WORK TASK 1: Reproduce a passage from the broken heart syndrome article word for word. Start at the words "It sounds like" and stop after "in heart rhythm.".
WORK TASK 2: Carry on writing the broken heart syndrome article, picking up right after its last sentence.

SOURCE DOCUMENT:
It sounds like a scene from a soap opera: someone loses their soul mate, then passes away in the night, seemingly from a broken heart. But it’s not just a trope of fiction—broken heart syndrome is real, and in very rare cases, it can even be fatal.
Broken heart syndrome, aka stress-induced cardiomyopathy, is a weakening of the heart that can cause similar symptoms to regular cardiomyopathy, or heart muscle disease: chest pain, shortness of breath, and sometimes changes in heart rhythm.
It’s so similar, in fact, that the syndrome wasn’t identified until the 1990s. But there’s one key difference. In stress-induced cardiomyopathy, patients don’t have blocked arteries the most common cause of heart disease.
When you X-ray the heart, it looks a little bit like a takotsubo, a type of pot used as an octopus trap in Japan. Which is why the syndrome is also sometimes called Takotsubo cardiomyopathy. The shape comes from a temporary enlargement of the heart, especially the left ventricle, the largest and strongest of the four chambers in your heart.

Excerpts from a dataset

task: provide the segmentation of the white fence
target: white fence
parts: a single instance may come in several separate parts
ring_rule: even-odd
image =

--

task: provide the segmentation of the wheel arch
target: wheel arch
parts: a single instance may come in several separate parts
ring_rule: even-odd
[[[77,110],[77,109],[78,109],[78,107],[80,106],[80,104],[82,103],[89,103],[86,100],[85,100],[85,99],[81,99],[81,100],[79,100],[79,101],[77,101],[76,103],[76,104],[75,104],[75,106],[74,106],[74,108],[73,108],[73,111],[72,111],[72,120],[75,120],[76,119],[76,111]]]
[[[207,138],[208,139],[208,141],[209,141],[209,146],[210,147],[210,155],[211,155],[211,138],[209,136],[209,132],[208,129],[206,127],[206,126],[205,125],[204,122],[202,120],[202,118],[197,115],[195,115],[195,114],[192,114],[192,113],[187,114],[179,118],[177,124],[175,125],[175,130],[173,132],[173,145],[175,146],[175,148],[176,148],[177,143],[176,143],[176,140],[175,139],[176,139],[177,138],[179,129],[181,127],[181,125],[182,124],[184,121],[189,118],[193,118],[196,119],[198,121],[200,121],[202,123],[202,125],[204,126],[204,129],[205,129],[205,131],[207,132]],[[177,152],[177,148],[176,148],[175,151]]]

--

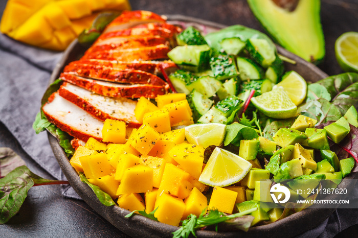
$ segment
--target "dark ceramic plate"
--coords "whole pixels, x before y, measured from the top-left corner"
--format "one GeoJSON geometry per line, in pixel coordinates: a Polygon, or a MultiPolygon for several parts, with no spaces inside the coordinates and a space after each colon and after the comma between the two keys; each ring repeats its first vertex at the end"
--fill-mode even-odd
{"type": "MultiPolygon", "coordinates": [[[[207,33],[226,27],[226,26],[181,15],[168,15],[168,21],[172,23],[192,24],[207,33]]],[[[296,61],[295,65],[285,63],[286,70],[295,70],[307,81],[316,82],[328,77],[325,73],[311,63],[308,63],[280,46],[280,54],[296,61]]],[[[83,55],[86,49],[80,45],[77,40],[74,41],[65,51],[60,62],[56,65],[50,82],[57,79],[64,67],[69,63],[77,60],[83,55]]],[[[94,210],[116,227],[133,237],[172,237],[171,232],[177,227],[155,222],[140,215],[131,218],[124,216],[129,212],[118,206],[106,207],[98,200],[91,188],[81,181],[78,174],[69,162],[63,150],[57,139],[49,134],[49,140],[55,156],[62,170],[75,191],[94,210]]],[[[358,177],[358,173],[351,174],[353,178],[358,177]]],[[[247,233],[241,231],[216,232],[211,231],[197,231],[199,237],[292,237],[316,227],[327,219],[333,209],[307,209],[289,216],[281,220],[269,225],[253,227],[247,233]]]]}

ANSWER SPACE 1:
It sounds like a scene from a soap opera: someone loses their soul mate, then passes away in the night, seemingly from a broken heart. But it’s not just a trope of fiction—broken heart syndrome is real, and in very rare cases, it can even be fatal.
Broken heart syndrome, aka stress-induced cardiomyopathy, is a weakening of the heart that can cause similar symptoms to regular cardiomyopathy, or heart muscle disease: chest pain, shortness of breath, and sometimes changes in heart rhythm.

ANSWER SPACE 2:
Normally, bigger might sound better, but in this case the left ventricle becomes enlarged because the muscle tissue isn’t working as well. It’s become less elastic and weaker, so it can’t pump with as much force as normal.
We still don’t know exactly how this enlargement happens, but the leading hypothesis is the sudden release of catecholamines, things like adrenaline, what’s often called the “fight or flight” response to stress. Catecholamines increase blood flow to the muscles and raise the heart rate and blood pressure to prepare your body to react to potential threats.
But in cases of broken heart syndrome, these catecholamines go overboard for some reason, interfering with the muscles’ ability to contract. It’s typically provoked by a profound emotional event or trauma, like the death of a loved one, getting fired, or abuse hence the name “broken heart syndrome.”
That said, it can happen after any type of stress, even if it seems mild, like locking yourself out of your house. And the event doesn’t even have to be bad. Takotsubo cardiomyopathy can happen after happy moments, too, like being surprised at a birthday party or hitting a jackpot at the casino.
There’s still a lot we don’t know about broken heart syndrome, but one thing researchers have learned is that it mostly happens in older women. We’re not totally sure why, but it may have something to do with lower levels of the hormone estrogen, which helps regulate stress.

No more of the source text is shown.